§ Required work:
Write out every one of the records below word for word, including each line of text and each coordinate pair, but omit the pictures.

§ Data records:
#####

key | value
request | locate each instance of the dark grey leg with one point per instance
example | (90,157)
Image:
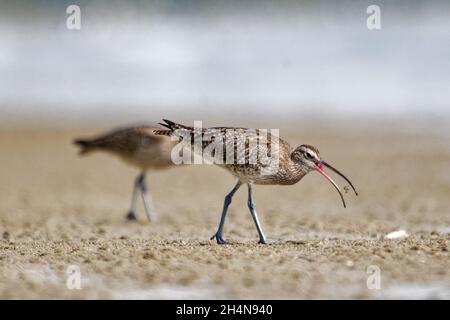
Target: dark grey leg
(132,213)
(148,203)
(228,198)
(252,207)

#####

§ Result of the task:
key | value
request | locate each instance of the dark grey leg with one point per instance
example | (90,157)
Image:
Target: dark grey leg
(132,213)
(148,203)
(228,198)
(252,207)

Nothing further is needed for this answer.